#### EXTRACT PROVIDED ####

Watcher with conditions fails on transform

JeffreyH1989 · September 10, 2018, 12:41pm

Good afternoon,

I'm trying to create a Watcher for cluster alerting in Slack. I'm using the Elasticsearch cluster state watcher included with X-Pack. For testing, i'm verifying if the behavior works like the built-in one. My needs are to alert on cluster outage, and message when the cluster is healthy again within Slack.

However, I'm receiving transform errors when trying to simulate the Watcher. When i'm using a reallife scenario (i.e shutting down one node) I keep getting mails the cluster is yellow. I do not receive any e-mail when the cluster is green again.

    `{
      "trigger": {
        "schedule": {
          "interval": "1m"
        }
      },
      "input": {
        "chain": {
          "inputs": [
            {
              "check": {
                "search": {
                  "request": {
                    "search_type": "query_then_fetch",
                    "indices": [
                      ".monitoring-es-*"
                    ],
                    "types": [],
                    "body": {
                      "size": 1,
                      "sort": [
                        {
                          "timestamp": {
                            "order": "desc"
                          }
                        }
                      ],
                      "_source": [
                        "cluster_state.status"
                      ],
                      "query": {
                        "bool": {
                          "filter": [
                            {
                              "term": {
                                "cluster_uuid": "{{ctx.metadata.xpack.cluster_uuid}}"
                              }
                            },
                            {
                              "bool": {
                                "should": [
                                  {
                                    "term": {
                                      "_type": "cluster_state"
                                    }
                                  },
                                  {
                                    "term": {
                                      "type": "cluster_stats"

####

TASK STATEMENT - In the forum post about the failing Watcher, change "Slack" to "Microsoft Teams" and write out the stretch from "Watcher with conditions" through "is green again." with that substitution.

#### RECORD EXTRACTS ####

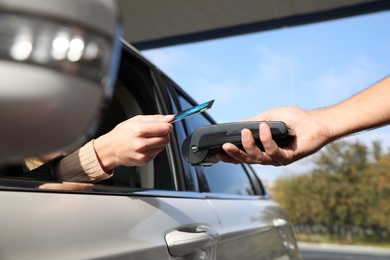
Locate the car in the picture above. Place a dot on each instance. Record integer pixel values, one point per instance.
(167, 209)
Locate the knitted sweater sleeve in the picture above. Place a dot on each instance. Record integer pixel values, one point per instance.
(81, 166)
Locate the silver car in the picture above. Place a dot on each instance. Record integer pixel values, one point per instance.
(166, 209)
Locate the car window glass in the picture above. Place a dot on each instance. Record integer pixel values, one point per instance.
(221, 177)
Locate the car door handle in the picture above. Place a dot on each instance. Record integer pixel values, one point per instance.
(187, 240)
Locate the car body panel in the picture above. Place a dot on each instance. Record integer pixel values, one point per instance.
(45, 225)
(164, 212)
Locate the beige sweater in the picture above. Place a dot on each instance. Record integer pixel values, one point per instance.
(81, 166)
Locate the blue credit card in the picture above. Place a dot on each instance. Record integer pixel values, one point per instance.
(193, 110)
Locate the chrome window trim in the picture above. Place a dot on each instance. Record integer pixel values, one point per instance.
(25, 185)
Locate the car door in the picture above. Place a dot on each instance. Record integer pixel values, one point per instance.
(254, 226)
(140, 213)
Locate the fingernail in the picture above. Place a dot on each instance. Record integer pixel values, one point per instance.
(263, 128)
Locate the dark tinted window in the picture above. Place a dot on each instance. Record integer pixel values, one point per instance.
(221, 177)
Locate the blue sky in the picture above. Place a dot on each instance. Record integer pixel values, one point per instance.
(309, 66)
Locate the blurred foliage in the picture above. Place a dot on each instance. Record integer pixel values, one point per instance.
(346, 193)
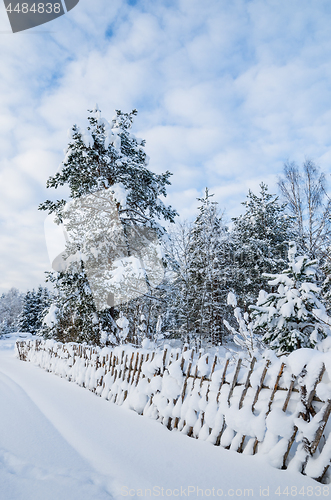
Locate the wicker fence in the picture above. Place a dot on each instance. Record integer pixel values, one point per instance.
(279, 407)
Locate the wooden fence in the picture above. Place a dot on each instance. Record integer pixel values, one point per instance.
(279, 407)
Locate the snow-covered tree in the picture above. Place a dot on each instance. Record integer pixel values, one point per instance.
(35, 305)
(10, 309)
(292, 316)
(111, 219)
(260, 239)
(207, 292)
(305, 192)
(244, 335)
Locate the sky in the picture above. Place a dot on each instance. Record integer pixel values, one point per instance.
(226, 92)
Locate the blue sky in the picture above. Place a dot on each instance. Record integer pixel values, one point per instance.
(226, 92)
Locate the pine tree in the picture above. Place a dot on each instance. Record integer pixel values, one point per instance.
(326, 285)
(112, 217)
(10, 309)
(35, 305)
(207, 294)
(260, 239)
(293, 316)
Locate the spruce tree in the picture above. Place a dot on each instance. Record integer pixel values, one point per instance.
(35, 305)
(112, 216)
(260, 238)
(207, 294)
(294, 315)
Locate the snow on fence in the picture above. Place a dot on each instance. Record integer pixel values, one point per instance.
(278, 407)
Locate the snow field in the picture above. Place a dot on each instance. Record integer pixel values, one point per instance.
(277, 407)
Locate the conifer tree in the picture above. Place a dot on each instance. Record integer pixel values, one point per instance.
(35, 305)
(260, 238)
(293, 316)
(113, 214)
(10, 309)
(207, 294)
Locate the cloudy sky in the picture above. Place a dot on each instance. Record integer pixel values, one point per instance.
(226, 92)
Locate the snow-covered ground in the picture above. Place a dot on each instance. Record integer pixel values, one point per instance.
(60, 441)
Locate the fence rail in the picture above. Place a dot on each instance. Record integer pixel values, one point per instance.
(278, 407)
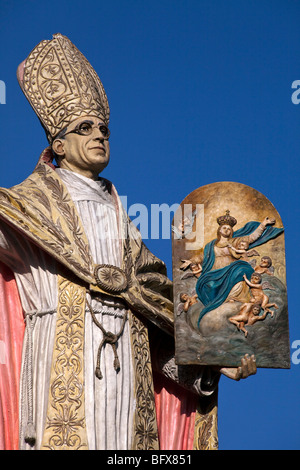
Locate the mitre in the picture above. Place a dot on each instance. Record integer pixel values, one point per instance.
(61, 85)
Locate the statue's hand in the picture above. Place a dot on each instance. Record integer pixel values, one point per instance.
(269, 221)
(247, 367)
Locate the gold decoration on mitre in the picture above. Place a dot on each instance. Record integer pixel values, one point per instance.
(227, 219)
(61, 85)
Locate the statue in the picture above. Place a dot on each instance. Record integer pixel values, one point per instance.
(230, 293)
(94, 300)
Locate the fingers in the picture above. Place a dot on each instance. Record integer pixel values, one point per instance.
(248, 366)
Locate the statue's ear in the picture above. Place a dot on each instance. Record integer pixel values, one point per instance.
(58, 147)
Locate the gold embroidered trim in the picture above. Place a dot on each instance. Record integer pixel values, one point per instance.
(145, 425)
(65, 424)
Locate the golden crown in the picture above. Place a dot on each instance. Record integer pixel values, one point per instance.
(226, 219)
(61, 85)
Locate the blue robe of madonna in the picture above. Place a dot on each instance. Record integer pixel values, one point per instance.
(214, 286)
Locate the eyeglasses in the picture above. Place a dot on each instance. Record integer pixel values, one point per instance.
(86, 128)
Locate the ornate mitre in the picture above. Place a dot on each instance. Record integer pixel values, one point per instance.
(227, 219)
(61, 85)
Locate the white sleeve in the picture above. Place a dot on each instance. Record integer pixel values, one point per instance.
(12, 247)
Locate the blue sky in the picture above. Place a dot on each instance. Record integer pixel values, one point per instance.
(199, 91)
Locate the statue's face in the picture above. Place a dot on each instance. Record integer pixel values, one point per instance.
(84, 147)
(256, 310)
(255, 279)
(226, 231)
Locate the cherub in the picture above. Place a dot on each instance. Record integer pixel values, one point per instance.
(265, 266)
(241, 251)
(188, 300)
(258, 294)
(248, 315)
(185, 227)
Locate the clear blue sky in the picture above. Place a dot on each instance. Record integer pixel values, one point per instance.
(199, 91)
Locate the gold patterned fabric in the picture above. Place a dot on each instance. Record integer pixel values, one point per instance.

####

OUTPUT -
Watcher with conditions fails on transform

JeffreyH1989 · September 10, 2018, 12:41pm

Good afternoon,

I'm trying to create a Watcher for cluster alerting in Microsoft Teams. I'm using the Elasticsearch cluster state watcher included with X-Pack. For testing, i'm verifying if the behavior works like the built-in one. My needs are to alert on cluster outage, and message when the cluster is healthy again within Microsoft Teams.

However, I'm receiving transform errors when trying to simulate the Watcher. When i'm using a reallife scenario (i.e shutting down one node) I keep getting mails the cluster is yellow. I do not receive any e-mail when the cluster is green again.